▶ The exercise
Answer these questions using the character profiles below:
1. At what age did the Markov family take in the male character born in Japan?
2. What career is listed for the 23-year-old female character?
3. What kind of names does the final paragraph recommend for characters in an alternate France?

▶ Page excerpt
★ ★ ★

Parents: I don’t have names for them. Nobles, advisers to the Queen of Kryta. Vampires.
Siblings: Three younger siblings, one older. Younger are Sorin Markov, Sylvanas Markov, and Aliera Markov, (m,f,f, respectively) older sister unknown.
Interacts with: Jenara Tirel, Elspeth Tirel, noble families
Career: Noble
Characteristics: Arrogant, pompous, dark, intelligent, devious
Fantasy

Female, 23
Siblings: Sorin Markov, Sylvanas Markov, Aliera Markov, and the aforementioned character.
Career: Noble’s daughter, heir to the Markov family
Characteristics: Dark, confident, sly, mysterious, subtle, dangerous, rarely loses control of her emotions, violent, domineering.
Fantasy

Male, 20
Born in Japan, now lives with Markov family in Kryta. Markov family brought him in at age 19.
Siblings by birth: Synthia Chatagi, Liliana Chatagi, Huntre Chatagi, all younger (f,f,m respectively).
Love interest: Nameless female character above
Career: Main antagonist. Practices witchcraft, blood magic.
Characteristics: Controlling, angry, dark, pompous, arrogant, egocentric, vengeful
Fantasy

For this last guy, if at all possible, I would like two names, his birth name in the Chatagi family, and his name under the Markov family.

My style is simple. How to name a character in an alternate France? Use French names. By this way you show the connection to France every time a character is mentioned without having to use any forced description or narrative.

★ ★ ★

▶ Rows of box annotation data
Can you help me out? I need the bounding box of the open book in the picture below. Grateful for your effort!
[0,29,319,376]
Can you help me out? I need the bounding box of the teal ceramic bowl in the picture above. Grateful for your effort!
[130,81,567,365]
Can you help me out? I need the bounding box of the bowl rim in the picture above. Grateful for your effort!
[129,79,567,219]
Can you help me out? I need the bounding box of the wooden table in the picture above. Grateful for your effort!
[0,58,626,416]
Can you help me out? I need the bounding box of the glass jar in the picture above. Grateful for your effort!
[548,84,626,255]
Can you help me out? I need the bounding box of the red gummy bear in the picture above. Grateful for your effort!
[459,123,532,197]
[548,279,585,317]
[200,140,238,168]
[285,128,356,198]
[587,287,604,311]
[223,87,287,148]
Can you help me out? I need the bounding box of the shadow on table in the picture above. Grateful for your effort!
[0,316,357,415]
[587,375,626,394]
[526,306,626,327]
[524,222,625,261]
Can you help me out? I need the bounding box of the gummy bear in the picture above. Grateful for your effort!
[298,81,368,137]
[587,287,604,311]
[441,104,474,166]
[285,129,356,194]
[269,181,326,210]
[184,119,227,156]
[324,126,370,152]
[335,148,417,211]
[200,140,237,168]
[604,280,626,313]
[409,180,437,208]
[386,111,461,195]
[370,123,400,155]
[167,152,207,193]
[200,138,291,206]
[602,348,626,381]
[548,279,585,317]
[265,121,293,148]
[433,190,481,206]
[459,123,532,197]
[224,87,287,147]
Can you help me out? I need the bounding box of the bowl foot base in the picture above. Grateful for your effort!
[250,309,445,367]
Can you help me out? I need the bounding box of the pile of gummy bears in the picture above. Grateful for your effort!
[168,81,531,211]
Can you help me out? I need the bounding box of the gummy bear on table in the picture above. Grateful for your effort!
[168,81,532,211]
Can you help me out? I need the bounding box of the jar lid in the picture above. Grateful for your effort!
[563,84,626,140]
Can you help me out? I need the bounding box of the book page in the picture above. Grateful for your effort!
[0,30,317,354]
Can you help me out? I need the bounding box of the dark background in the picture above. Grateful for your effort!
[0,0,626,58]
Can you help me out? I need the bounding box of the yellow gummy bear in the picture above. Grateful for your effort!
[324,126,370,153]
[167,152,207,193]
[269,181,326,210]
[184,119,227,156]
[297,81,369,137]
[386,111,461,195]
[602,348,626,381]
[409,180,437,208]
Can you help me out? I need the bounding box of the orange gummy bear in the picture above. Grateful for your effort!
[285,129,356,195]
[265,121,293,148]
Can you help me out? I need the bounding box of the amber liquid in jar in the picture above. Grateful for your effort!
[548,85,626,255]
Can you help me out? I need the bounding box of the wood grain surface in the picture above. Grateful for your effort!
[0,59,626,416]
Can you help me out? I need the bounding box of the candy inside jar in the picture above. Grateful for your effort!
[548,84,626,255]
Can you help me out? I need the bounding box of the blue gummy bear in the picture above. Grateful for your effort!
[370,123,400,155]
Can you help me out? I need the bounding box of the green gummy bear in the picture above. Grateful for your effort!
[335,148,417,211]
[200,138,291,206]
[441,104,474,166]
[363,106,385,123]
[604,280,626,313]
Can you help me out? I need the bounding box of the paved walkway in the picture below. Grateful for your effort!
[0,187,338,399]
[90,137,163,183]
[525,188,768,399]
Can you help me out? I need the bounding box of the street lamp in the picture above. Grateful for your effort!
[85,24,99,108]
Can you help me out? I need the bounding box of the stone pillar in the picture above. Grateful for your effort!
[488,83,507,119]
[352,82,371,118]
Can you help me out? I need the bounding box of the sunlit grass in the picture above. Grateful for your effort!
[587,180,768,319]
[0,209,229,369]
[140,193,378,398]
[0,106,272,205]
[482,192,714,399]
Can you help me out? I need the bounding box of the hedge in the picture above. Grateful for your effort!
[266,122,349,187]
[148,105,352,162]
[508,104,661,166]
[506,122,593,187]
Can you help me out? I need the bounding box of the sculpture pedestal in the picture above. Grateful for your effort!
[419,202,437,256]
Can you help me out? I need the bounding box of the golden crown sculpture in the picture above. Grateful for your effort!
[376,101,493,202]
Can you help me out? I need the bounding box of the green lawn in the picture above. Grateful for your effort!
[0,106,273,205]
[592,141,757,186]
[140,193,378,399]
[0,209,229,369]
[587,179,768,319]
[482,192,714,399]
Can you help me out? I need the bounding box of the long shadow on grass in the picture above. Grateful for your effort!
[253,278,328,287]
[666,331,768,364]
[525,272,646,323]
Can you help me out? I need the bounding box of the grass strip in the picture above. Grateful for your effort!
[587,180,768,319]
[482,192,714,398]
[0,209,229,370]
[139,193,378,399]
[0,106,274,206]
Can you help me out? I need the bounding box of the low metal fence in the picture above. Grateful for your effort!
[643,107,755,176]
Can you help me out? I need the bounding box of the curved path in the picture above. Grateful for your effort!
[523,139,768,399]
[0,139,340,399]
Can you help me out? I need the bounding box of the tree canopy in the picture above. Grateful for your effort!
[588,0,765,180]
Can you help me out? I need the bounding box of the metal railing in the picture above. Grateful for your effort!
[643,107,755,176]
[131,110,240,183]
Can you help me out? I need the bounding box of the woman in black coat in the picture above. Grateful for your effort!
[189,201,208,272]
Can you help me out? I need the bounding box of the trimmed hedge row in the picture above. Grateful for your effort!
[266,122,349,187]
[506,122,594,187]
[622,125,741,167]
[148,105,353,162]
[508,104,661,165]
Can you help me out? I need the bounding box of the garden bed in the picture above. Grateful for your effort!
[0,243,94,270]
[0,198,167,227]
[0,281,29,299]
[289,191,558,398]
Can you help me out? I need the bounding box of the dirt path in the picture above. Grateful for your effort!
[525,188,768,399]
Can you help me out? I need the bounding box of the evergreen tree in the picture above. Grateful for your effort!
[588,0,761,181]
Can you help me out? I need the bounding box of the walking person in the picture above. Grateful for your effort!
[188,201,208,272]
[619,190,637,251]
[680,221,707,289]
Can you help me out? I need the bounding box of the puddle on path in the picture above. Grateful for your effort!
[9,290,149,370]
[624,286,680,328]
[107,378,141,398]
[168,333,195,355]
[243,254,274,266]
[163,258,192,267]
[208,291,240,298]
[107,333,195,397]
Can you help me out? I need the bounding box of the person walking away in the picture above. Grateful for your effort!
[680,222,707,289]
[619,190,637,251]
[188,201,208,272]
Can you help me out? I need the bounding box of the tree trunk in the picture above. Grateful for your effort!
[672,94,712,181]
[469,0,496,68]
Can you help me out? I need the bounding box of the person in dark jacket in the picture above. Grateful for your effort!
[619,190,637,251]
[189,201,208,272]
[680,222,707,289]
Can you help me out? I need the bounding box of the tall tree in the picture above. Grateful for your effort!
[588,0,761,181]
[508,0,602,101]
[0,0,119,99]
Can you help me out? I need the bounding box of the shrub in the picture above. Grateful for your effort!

★ ★ ★

▶ Answer to the problem
1. At age 19.
2. Noble's daughter, heir to the Markov family.
3. French names.